» Teks Halaman:
============
Persepsi ujaran adalah proses interpretasi pesan dari seseorang yang melakukan ujaran atau berperan sebagai pembicara kepada seseorang yang berperan sebagai pendengar.[1] Ujaran merupakan tuturan langsung dari pembicara.[2] Menurut Kamus Besar Bahasa Indonesia, ujaran juga berarti sebuah kalimat yang dilisankan seorang pembicara. Kalimat ini mengandung pesan yang ditujukan dari pembicara kepada pendengarnya. Adapun persepsi merupakan peristiwa ketika satu individu menafsirkan suatu pesan yang mereka dapat untuk kemudian diteruskan sesuai dengan tujuan pemberi pesan. Proses ini melibatkan tiga hal, yaitu pendengaran, penafsiran, dan pemahaman terhadap semua suara, ujaran, dan makna yang dihasilkan oleh penutur.[3]

Berbicara atau berkomunikasi merupakan proses penyampaian pesan dari penutur kepada pendengar melalui suatu bahasa. Proses komunikasi akan berjalan dengan baik apabila pesan yang dikirimkan oleh pembicara dapat diterima oleh pendengar persis seperti yang dimaksudkan oleh penutur. Namun, jika makna dari pesan tersebut tidak dapat dipahami dengan baik oleh penutur, maka proses komunikasi bisa dikatakan gagal.[2] Dalam hal ini terjadilah sesuatu yang disebut dengan kesalahpahaman.

Persepsi terhadap suatu ujaran bukan sesuatu yang mudah dilakukan karena ujaran merupakan aktivitas verbal yang dilakukan tanpa adanya batasan. Ketika terjadi sosialisasi antara satu individu dengan individu lainnya, satu sama lain akan saling berkomunikasi dan persepsi ujaran otomatis terjadi di dalamnya.

Tahapan pemrosesan ujaran

Sadar atau tidak, komunikasi merupakan aktivitas kompleks yang melibatkan beberapa tahapan dalam proses ujarannya. Komponen utama ujaran ialah bunyi. Dalam linguistik sendiri, bunyi dibagi menjadi dua yaitu bunyi segmental dan bunyi suprasegmental atau prosodi.[4] Bunyi segmental terdiri dari vokal dan konsonan, sedangkan bunyi suprasegmental atau prosodi terdiri dari nada, tekanan, kekuatan, cepat, dan lambatnya ujaran. Pada dasarnya, terdapat tiga tahap dalam proses persepsi ujaran, yaitu tahap auditori, tahap fonetik, dan tahap fonologis.

Tahap auditori

Pada tahap ini orang mulai berbicara sedikit demi sedikit. Ujaran ini kemudian diperiksa berkaitan dengan sifat akustiknya. Istilah-istilah seperti titik artikulasi, jenis artikulasi, kekhasan dan VOT (Voice Onset Time: waktu antara aliran udara yang disebabkan oleh pengucapan konsonan dan getaran pita suara vokal selanjutnya) sangat berguna di sini karena peristiwa semacam itu membedakan satu bunyi dengan bunyi lainnya. Bunyi-bunyi dalam ujaran itulah yang secara otomatis tersimpan dalam memori auditori.
============
» Bagian Data:
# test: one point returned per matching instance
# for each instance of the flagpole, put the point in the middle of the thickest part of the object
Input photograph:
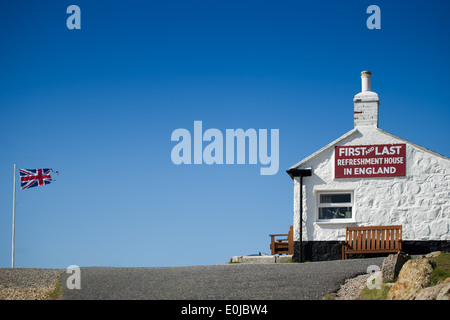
============
» Tugas yang Dikerjakan:
[1] Apa terjemahan bahasa Inggris untuk kalimat "Kalimat ini mengandung pesan yang ditujukan dari pembicara kepada pendengarnya." dalam teks tentang persepsi ujaran?
[2] Tuliskan ulang kata demi kata bagian teks tentang persepsi ujaran, dimulai dari "Tahapan pemrosesan ujaran" dan berakhir pada "dan tahap fonologis.".
[3] Teruskan teks tentang persepsi ujaran mulai dari kalimat terakhirnya.

» Hasil Akhir:
[1] This sentence contains a message directed from the speaker to the listener.

[2]
Tahapan pemrosesan ujaran

Sadar atau tidak, komunikasi merupakan aktivitas kompleks yang melibatkan beberapa tahapan dalam proses ujarannya. Komponen utama ujaran ialah bunyi. Dalam linguistik sendiri, bunyi dibagi menjadi dua yaitu bunyi segmental dan bunyi suprasegmental atau prosodi.[4] Bunyi segmental terdiri dari vokal dan konsonan, sedangkan bunyi suprasegmental atau prosodi terdiri dari nada, tekanan, kekuatan, cepat, dan lambatnya ujaran. Pada dasarnya, terdapat tiga tahap dalam proses persepsi ujaran, yaitu tahap auditori, tahap fonetik, dan tahap fonologis.

[3]
Tahap fonetik

Pada tahap ini, suara-suara yang telah dikenali sebelumnya diidentifikasi secara otomatis oleh otak dan dimasukkan ke dalam memori fonetik. Perbedaan antara ingatan dalam memori auditori dan ingatan dalam memori fonetik adalah bahwa ingatan pada memori auditori semua variasi alofonik yang ada pada bunyi tersimpan semuanya, sedangkan ingatan pada memori fonetik hanya menyimpan fitur-fitur bunyi yang sifatnya fonemik saja. Misalnya, bila kita mendengar bunyi /b dari kata ‘buntu’ maka yang kita simpan pada memori auditori bukan fonem /b/ dan bukan hanya titik artikulasi, cara artikulasi, dan fitur-fitur distingtifnya saja tetapi juga pengaruh bunyi /u/ yang mengikutinya. Dengan demikian, /b/ sedikit banyak diikuti oleh bentuk bibir yang membundar (lip – rounding). Pada memori fonetik, hal-hal seperti ini sudah tidak diperlukan lagi karena, begitu indra pendengar menangkap bunyi tersebut sebagai bunyi /b/ maka detailnya sudah tidak signifikan lagi. Bunyi /b/ tersebut tetaplah bunyi /b/ tanpa atau diikuti oleh bundaran bibir.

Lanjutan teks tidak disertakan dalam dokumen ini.